start DATA SHOWN
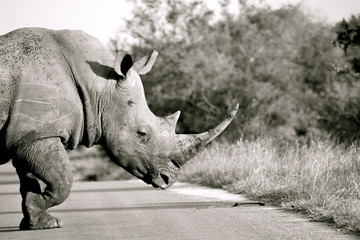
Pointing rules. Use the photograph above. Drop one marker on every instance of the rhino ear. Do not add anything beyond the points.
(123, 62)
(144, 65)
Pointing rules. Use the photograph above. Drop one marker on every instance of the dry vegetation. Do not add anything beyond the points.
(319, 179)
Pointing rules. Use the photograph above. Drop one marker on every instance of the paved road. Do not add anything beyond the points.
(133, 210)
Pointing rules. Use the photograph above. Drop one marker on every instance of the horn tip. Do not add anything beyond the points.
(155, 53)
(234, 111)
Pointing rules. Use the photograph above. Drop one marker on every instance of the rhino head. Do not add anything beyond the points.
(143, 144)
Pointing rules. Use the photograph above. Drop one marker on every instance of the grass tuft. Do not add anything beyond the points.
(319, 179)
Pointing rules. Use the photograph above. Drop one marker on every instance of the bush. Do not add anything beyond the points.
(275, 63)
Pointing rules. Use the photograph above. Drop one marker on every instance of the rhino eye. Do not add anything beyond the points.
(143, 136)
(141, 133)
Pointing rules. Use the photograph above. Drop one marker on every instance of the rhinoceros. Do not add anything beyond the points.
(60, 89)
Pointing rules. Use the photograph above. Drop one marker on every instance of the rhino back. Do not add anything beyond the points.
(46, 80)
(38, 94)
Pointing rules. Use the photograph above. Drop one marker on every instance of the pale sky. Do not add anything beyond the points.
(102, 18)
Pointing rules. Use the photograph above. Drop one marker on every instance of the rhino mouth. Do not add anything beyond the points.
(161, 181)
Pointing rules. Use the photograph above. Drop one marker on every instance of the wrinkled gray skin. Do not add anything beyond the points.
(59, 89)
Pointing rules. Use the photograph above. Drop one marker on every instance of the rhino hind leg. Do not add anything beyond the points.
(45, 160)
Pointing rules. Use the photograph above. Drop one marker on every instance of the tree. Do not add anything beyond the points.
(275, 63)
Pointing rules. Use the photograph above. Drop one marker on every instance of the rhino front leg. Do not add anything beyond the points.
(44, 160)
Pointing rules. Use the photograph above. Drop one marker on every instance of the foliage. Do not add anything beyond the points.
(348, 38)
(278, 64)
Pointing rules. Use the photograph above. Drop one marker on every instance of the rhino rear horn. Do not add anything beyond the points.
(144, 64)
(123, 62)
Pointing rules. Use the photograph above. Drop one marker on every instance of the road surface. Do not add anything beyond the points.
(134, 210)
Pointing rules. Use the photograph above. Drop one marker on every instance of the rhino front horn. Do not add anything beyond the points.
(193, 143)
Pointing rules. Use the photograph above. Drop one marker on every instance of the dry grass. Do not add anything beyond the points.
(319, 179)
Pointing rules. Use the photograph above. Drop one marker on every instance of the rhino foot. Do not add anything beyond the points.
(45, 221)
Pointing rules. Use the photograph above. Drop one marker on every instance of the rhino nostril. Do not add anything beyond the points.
end DATA SHOWN
*WHAT THE TASK ASKS:* Duplicate every line of the entries above word for word, leaving out the pictures.

*ANSWER:*
Pointing rules. Use the photograph above. Drop one marker on every instance of the rhino ear. Do not add anything beyond the points.
(123, 62)
(144, 65)
Pointing rules. Use the photograph above. Drop one marker on every instance of the dry vegetation. Do not add anything beyond the points.
(319, 179)
Pointing rules. Use the photograph above. Drop one marker on every instance of the paved road. Do not add anything beyond the points.
(133, 210)
Pointing rules. Use the photograph above. Drop one marker on every instance of the horn tip. Do not add anything beyond the points.
(155, 53)
(234, 111)
Pointing rules. Use the photograph above. Drop one marker on every instance of the rhino head. Do not add anything beyond the points.
(143, 144)
Pointing rules. Use the photograph above. Drop one marker on every instance of the grass tuft. Do not add anything beyond the points.
(319, 179)
Pointing rules. Use the photograph above. Drop one marker on every instance of the bush. Do not add anything beyond the points.
(275, 63)
Pointing rules. Use the photograph above. Drop one marker on every instance of the rhino eye. Do not add anything beyond the points.
(143, 136)
(141, 133)
Pointing rules. Use the photograph above. Drop one marker on every instance of the rhinoceros. Do not add anything beyond the points.
(60, 89)
Pointing rules. Use the photograph above. Drop one marker on every instance of the rhino back. Do not add anything beyond the points.
(46, 80)
(38, 94)
Pointing rules. Use the photograph above. Drop one marker on every instance of the pale sky. Do not add anything beyond the points.
(102, 18)
Pointing rules. Use the photograph above. Drop one marker on every instance of the rhino mouth. Do not add anything beyond the points.
(161, 181)
Pointing rules. Use the photograph above. Drop one marker on every instance of the wrinkled gray skin. Do not add anything beyond the points.
(59, 89)
Pointing rules. Use the photograph above. Drop one marker on every instance of the rhino hind leg. Do not add anything beyond the points.
(45, 160)
Pointing rules. Use the photograph above. Drop one marker on every instance of the tree. Do not add anything beyond the points.
(275, 63)
Pointing rules. Use the photograph above. Drop one marker on every instance of the rhino front leg. Do not add anything beyond the points.
(44, 160)
Pointing rules. Use the photograph above. Drop one marker on every instance of the foliage. Do not add anything beyond the points.
(348, 38)
(278, 64)
Pointing rules. Use the photograph above. Drop one marker on every instance of the rhino rear horn. Do not add anything beyond the points.
(144, 64)
(123, 62)
Pointing rules. Use the photograph above. Drop one marker on every instance of the road surface. Do not add anything beyond the points.
(134, 210)
Pointing rules. Use the photograph above. Drop one marker on every instance of the rhino front horn. Do not add anything beyond the points.
(193, 143)
Pointing rules. Use the photograph above. Drop one marker on every instance of the dry grass. Do not add anything beyond the points.
(319, 179)
Pointing rules. Use the photograph above. Drop one marker on every instance of the rhino foot. Do not add anything beyond the points.
(45, 221)
Pointing rules. Use the photograph above. Drop one marker on every instance of the rhino nostril. Do not add anything beyond the points.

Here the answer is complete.